Required work
Give the data below as a JSON list of strings, with one string for each line and blank lines left out. Leave the pictures out of the answer.

Input data

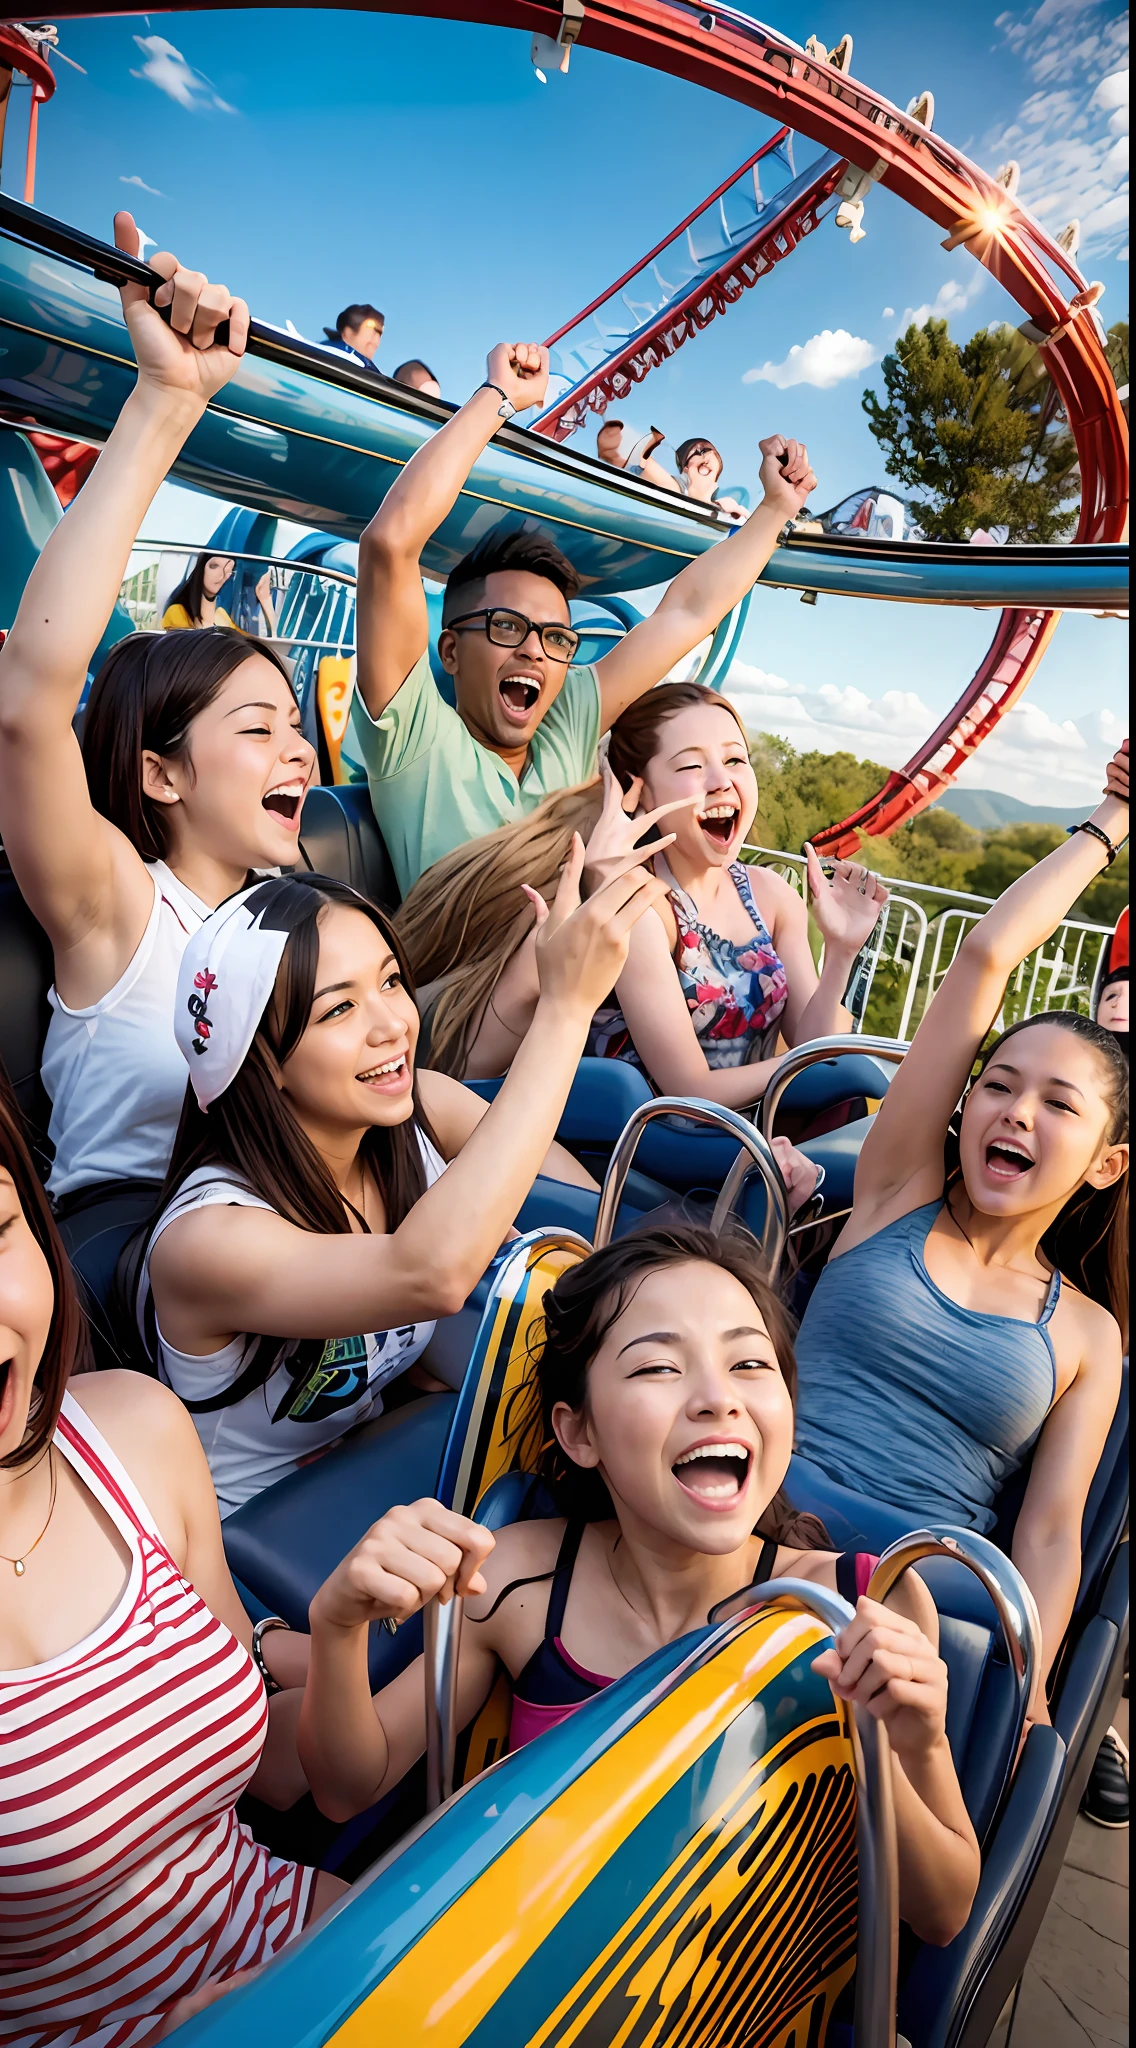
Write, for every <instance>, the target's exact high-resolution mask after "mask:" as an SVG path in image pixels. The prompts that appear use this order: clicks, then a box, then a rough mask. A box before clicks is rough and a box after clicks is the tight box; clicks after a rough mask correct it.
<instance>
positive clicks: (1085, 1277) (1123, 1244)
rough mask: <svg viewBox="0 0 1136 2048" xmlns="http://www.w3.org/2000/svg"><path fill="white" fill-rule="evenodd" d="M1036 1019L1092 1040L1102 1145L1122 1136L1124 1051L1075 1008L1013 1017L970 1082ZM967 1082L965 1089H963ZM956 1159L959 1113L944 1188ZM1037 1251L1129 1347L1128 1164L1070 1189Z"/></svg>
mask: <svg viewBox="0 0 1136 2048" xmlns="http://www.w3.org/2000/svg"><path fill="white" fill-rule="evenodd" d="M1038 1024H1056V1026H1058V1028H1060V1030H1066V1032H1073V1036H1075V1038H1081V1040H1083V1042H1085V1044H1091V1047H1093V1051H1095V1053H1097V1055H1099V1059H1101V1063H1103V1096H1105V1104H1107V1108H1109V1122H1107V1128H1105V1143H1107V1145H1126V1143H1128V1055H1126V1051H1124V1047H1122V1044H1120V1040H1118V1036H1116V1032H1111V1030H1105V1028H1103V1024H1093V1020H1091V1018H1085V1016H1081V1012H1079V1010H1038V1012H1036V1014H1034V1016H1032V1018H1019V1020H1017V1024H1011V1026H1009V1030H1003V1034H1001V1038H995V1040H993V1044H989V1047H987V1051H985V1053H982V1059H980V1065H978V1069H976V1073H974V1079H972V1081H970V1087H974V1081H978V1079H980V1077H982V1073H985V1069H987V1067H989V1063H991V1059H993V1057H995V1053H1001V1049H1003V1044H1007V1040H1009V1038H1017V1034H1019V1032H1023V1030H1034V1028H1036V1026H1038ZM970 1087H968V1090H966V1094H970ZM960 1171H962V1169H960V1163H958V1120H956V1118H952V1124H950V1128H948V1145H946V1186H948V1194H950V1190H952V1186H954V1184H956V1182H958V1178H960ZM1040 1251H1042V1253H1044V1257H1046V1260H1048V1262H1050V1266H1054V1268H1056V1270H1058V1272H1060V1274H1064V1276H1066V1280H1073V1286H1079V1288H1081V1292H1083V1294H1089V1296H1091V1298H1093V1300H1095V1303H1099V1305H1101V1309H1107V1311H1109V1313H1111V1315H1113V1317H1116V1321H1118V1323H1120V1335H1122V1339H1124V1350H1128V1169H1126V1171H1124V1174H1122V1176H1120V1180H1116V1182H1113V1184H1111V1188H1087V1186H1081V1188H1077V1192H1075V1194H1071V1198H1068V1202H1066V1204H1064V1208H1062V1210H1060V1214H1058V1217H1054V1221H1052V1223H1050V1227H1048V1231H1046V1235H1044V1237H1042V1241H1040Z"/></svg>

Response area
[
  "Write, for every <instance>, the target's exact high-resolution mask after \"mask:\" as an SVG path in image pixels. The prompts that appear use this order: clicks, then a box, then a rough mask. A box before clicks is rough and a box after clicks is the tight box; clicks after a rough mask correct it.",
  "<instance>",
  "positive clicks: (1085, 1277) (1123, 1244)",
  "rough mask: <svg viewBox=\"0 0 1136 2048\" xmlns=\"http://www.w3.org/2000/svg\"><path fill=\"white\" fill-rule=\"evenodd\" d=\"M1036 1019L1092 1040L1102 1145L1122 1136L1124 1051L1075 1008L1013 1017L970 1082ZM967 1082L965 1089H963ZM956 1159L959 1113L944 1188ZM1037 1251L1129 1347L1128 1164L1070 1189Z\"/></svg>",
  "mask: <svg viewBox=\"0 0 1136 2048\" xmlns=\"http://www.w3.org/2000/svg\"><path fill=\"white\" fill-rule=\"evenodd\" d=\"M1038 1024H1056V1026H1058V1028H1060V1030H1066V1032H1073V1036H1075V1038H1081V1040H1083V1042H1085V1044H1091V1047H1093V1051H1095V1053H1097V1055H1099V1059H1101V1063H1103V1096H1105V1104H1107V1108H1109V1122H1107V1128H1105V1143H1107V1145H1126V1143H1128V1055H1126V1051H1124V1047H1122V1044H1120V1040H1118V1036H1116V1032H1111V1030H1105V1028H1103V1024H1093V1020H1091V1018H1085V1016H1081V1012H1079V1010H1038V1012H1036V1014H1034V1016H1032V1018H1019V1020H1017V1024H1011V1026H1009V1030H1003V1034H1001V1038H995V1040H993V1044H989V1047H987V1051H985V1053H982V1059H980V1065H978V1069H976V1073H974V1079H972V1081H970V1087H974V1081H978V1079H980V1077H982V1073H985V1069H987V1067H989V1063H991V1059H993V1057H995V1053H1001V1049H1003V1044H1007V1040H1009V1038H1017V1034H1019V1032H1023V1030H1034V1028H1036V1026H1038ZM970 1087H968V1090H966V1094H970ZM960 1171H962V1169H960V1163H958V1120H956V1118H952V1124H950V1128H948V1145H946V1186H948V1194H950V1190H952V1186H954V1184H956V1182H958V1178H960ZM1040 1251H1042V1253H1044V1257H1046V1260H1048V1262H1050V1266H1054V1268H1056V1270H1058V1272H1060V1274H1064V1276H1066V1280H1073V1286H1079V1288H1081V1292H1083V1294H1089V1296H1091V1298H1093V1300H1095V1303H1099V1305H1101V1309H1107V1311H1109V1313H1111V1315H1113V1317H1116V1321H1118V1323H1120V1335H1122V1339H1124V1350H1128V1169H1126V1171H1124V1174H1122V1176H1120V1180H1116V1182H1113V1184H1111V1188H1087V1186H1081V1188H1077V1192H1075V1194H1071V1198H1068V1202H1066V1204H1064V1208H1062V1210H1060V1214H1058V1217H1054V1221H1052V1223H1050V1227H1048V1231H1046V1235H1044V1237H1042V1241H1040Z\"/></svg>"
]